Having said that, it doesn't leverage all the inherent computational capabilities of SNNs (in particular the temporal aspect), and ultimately is limited by the GPU's von-Neumann architecture it operates on.
Efforts are therefore being made to move instead to purpose-built neuromorphic silicon.
Intel, for instance, have developed the Loihi neuromorphic processor, which in its latest guise (Loihi 2) provides a million computational neurons for complex tasks such as pattern recognition and sensory data processing.
By taking an event-based and asynchronous approach, Loihi's neurons carry information in both the timing and magnitude of digitally-represented spikes, hence Loihi is extremely energy efficient.
With Hala Point, Intel have created a neuromorphic system comprising over a thousand Loihi 2 neuromorphic processors to achieve a billion neurons - equivalent in size to that of an owl’s brain - and able to solve optimisation problems 50x faster than classical compute and using 100x less energy.
SpiNNcloud, a spinout from the Technical University Dresden, is another player in the neuromorphic space.? Leveraging research developed by Dresden within the EU Human Brain Project, they are developing a low-latency and energy-efficient cognitive AI platform combining deep learning, symbolic AI, and neuromorphic computing suitable for a range of AI applications, and with the aim of emulating at least 5 billion neurons.
In a similar vein, Brainchip's Akida neuromorphic chip combines event-based processing with near-memory compute to target edge applications including advanced driver assistance systems, drones, and IoT devices.
Polyn takes a different route, combining a fixed analog stage that pre-processes sensor input signals with a digital stage providing application-dependent processing to target ultra-low power devices such as wearables.
And finally, IBM's NorthPole chip is an inference-only accelerator comprising 256 computing cores, each of which contains its own memory (memory near compute).? By minimising data movement, and utilising lower precision (e.g., INT8, 4 and 2-bit parameters), it has shown high energy efficiency in image classification whilst dispensing with the high-precision typically required for ML training.
Notwithstanding their differences, these approaches all fit under the neuromorphic banner, and all set out to improve performance and energy efficiency compared to existing solutions.

Recorded information
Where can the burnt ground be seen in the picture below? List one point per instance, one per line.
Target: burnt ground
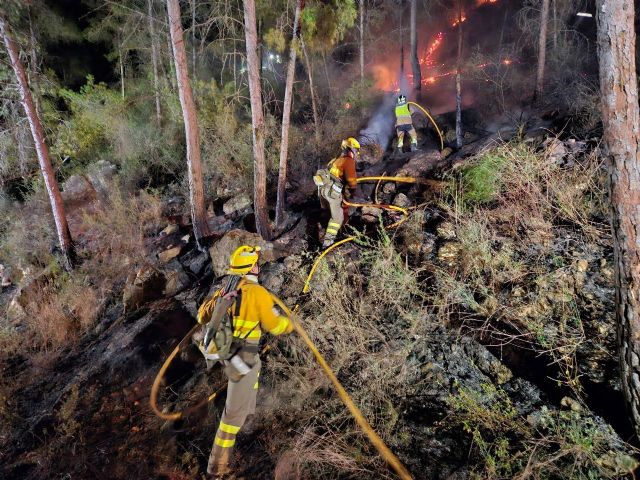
(84, 413)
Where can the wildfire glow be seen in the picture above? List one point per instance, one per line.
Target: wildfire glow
(459, 20)
(427, 59)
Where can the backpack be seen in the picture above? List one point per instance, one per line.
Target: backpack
(324, 177)
(218, 343)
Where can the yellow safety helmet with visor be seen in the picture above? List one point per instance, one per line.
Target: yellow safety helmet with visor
(351, 144)
(243, 259)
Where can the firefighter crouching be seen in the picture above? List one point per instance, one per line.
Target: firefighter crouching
(404, 124)
(339, 175)
(249, 311)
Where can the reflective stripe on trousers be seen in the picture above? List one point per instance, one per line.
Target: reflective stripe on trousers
(241, 402)
(412, 134)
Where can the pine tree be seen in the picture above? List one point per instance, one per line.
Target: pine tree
(621, 122)
(57, 205)
(196, 187)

Assignment
Reproduce word for word the part of the neuromorphic computing text from "Intel, for instance, have" to "sensory data processing.". The data is not needed for this work.

Finished exercise
Intel, for instance, have developed the Loihi neuromorphic processor, which in its latest guise (Loihi 2) provides a million computational neurons for complex tasks such as pattern recognition and sensory data processing.